I’ve got to find people. I have to talk to my family. I have to talk to Joy. I’ve got to make sure everybody is OK.
I still couldn’t entirely grasp what kinds of planes did this or what had really happened.

We needed to find phones. We left the reporter and continued walking along the West Side Highway to a sanitation building, four blocks from the site. People were constantly stopping and staring at us. We were a mess. We were covered in soot and partially wet, thanks to the kind man who washed our faces. We looked like we’d literally been through hell, if hell was covered in gray ash. The sanitation workers said we could use their bathrooms. What we really wanted was their office phones because our cell phones weren’t working. That was fine with them. John and I sat at desks on different sides of their office and dialed.

I called my parents. I couldn’t get through. John got through to his parents, and I heard him sob, getting bits and pieces of information to them.

On the third try, I got through. My brother, Angelo, picked up.

“Michael?” I heard a tinge of desperation and relief in his voice.

“Anj, it’s me.”

“Michael, are you OK?”

I could hear him, but he couldn’t hear me too well.

“Michael,” he spoke slowly and deliberately. “
ARE YOU OK
?”


I’M FINE
.”

I faintly heard a cheer in the background. Then it hit me. I was overcome with emotion. I did everything I could to hold back from pouring my emotions out all over the sanitation office floor. If I kept the conversation going, I would lose it.

┄┄┄┄┄┄┄┄┄┄

◆ **EXERCISE TASK 1**: Collect every line of the entries that contains the word "metal", treating uppercase and lowercase letters as distinct.

┄┄┄┄┄┄┄┄┄┄

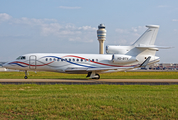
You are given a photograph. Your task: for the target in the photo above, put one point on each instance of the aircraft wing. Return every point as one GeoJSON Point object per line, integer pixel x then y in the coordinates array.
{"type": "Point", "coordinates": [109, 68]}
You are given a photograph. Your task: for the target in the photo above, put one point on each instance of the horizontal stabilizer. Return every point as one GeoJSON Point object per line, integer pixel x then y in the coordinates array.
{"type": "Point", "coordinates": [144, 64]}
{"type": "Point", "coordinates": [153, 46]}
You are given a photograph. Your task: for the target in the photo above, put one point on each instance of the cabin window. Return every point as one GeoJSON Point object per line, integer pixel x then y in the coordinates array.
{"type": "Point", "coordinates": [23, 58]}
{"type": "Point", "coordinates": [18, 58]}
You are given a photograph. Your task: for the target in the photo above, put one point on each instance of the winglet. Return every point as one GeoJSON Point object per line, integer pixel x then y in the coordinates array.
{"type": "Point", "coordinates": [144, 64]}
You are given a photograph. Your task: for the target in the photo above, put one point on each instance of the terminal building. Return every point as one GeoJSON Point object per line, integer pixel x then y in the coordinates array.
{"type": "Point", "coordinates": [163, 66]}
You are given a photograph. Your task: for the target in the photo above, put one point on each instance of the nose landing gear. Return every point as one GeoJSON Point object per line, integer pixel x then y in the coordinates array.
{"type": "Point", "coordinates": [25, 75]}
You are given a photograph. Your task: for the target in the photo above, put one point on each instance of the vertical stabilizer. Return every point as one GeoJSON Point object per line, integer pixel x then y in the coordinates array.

┄┄┄┄┄┄┄┄┄┄

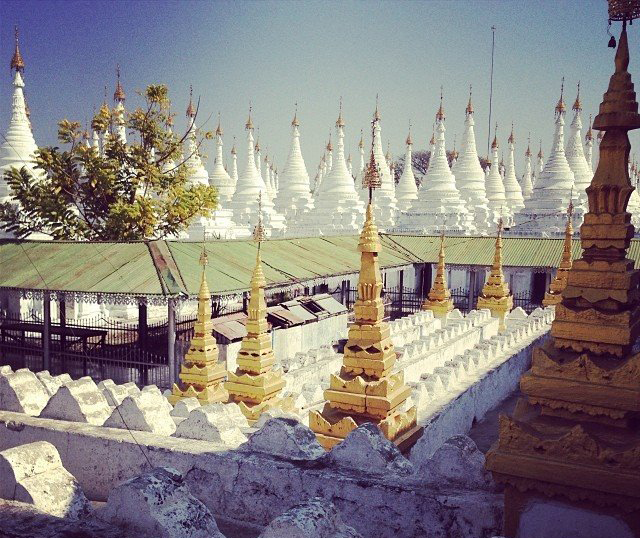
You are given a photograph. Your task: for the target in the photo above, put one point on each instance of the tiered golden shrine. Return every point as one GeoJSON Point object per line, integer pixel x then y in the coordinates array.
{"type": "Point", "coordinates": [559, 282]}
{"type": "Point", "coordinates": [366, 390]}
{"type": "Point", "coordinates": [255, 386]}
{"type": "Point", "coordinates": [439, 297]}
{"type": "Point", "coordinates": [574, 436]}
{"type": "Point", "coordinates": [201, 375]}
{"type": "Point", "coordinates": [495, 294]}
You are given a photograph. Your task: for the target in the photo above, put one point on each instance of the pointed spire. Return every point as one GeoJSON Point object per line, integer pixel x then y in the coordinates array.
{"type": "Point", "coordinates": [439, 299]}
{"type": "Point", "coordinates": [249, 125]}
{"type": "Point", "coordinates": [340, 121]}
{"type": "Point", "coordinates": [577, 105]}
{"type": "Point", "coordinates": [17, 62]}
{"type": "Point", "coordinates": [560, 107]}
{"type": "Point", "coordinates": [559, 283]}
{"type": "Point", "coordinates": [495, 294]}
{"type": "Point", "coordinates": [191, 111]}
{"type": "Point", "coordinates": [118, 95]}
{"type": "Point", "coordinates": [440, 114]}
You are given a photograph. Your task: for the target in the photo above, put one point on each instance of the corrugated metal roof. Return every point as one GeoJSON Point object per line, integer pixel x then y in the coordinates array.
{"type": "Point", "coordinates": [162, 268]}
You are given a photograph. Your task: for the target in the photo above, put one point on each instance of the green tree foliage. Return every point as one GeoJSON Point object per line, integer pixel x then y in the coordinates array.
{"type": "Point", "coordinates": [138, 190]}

┄┄┄┄┄┄┄┄┄┄

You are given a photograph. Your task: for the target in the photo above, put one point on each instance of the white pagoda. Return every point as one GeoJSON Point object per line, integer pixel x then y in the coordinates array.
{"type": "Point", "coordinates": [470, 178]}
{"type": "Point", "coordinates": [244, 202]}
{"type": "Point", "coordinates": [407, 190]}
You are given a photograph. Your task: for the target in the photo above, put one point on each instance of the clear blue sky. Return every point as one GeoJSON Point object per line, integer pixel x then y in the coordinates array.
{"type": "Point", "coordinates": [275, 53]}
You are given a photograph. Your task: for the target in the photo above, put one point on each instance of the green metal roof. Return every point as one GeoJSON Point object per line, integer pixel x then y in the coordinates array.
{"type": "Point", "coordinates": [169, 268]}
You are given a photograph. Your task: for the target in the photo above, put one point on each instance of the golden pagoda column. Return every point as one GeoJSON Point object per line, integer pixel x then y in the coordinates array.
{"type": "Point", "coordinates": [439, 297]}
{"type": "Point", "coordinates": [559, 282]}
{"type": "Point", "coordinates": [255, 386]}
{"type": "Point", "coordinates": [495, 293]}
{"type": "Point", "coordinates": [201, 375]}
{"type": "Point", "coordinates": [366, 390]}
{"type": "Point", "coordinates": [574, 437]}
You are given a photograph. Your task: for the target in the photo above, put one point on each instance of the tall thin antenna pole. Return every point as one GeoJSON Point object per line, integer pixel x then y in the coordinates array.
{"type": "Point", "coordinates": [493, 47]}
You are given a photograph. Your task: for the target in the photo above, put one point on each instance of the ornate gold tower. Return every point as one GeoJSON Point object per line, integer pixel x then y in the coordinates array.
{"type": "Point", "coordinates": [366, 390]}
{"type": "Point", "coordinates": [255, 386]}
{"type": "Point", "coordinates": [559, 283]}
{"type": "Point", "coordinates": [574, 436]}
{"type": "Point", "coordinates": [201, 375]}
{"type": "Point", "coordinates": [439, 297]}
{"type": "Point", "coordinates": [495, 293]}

┄┄┄┄┄┄┄┄┄┄

◆ **EXERCISE TASK 2**: For each of the following statements, answer yes or no as to whether it agrees with the account, and quote the words of the account that decide it. (a) The cell phones were working when they reached the sanitation building. (b) Angelo answered the call. (c) The call went through on the first try.

◆ **ANSWER 1**:
You are given a photograph. Your task: for the target in the photo above, put one point on each instance of the corrugated metal roof. Return every point as one GeoJSON Point object per line, integer pixel x then y in the coordinates array.
You are given a photograph. Your task: for the target in the photo above, put one point on each instance of the green metal roof. Return every point as one GeoJSON Point object per line, integer pixel x then y in the coordinates array.

◆ **ANSWER 2**:
(a) No: "our cell phones weren’t working."
(b) Yes: "My brother, Angelo, picked up."
(c) No: "On the third try, I got through."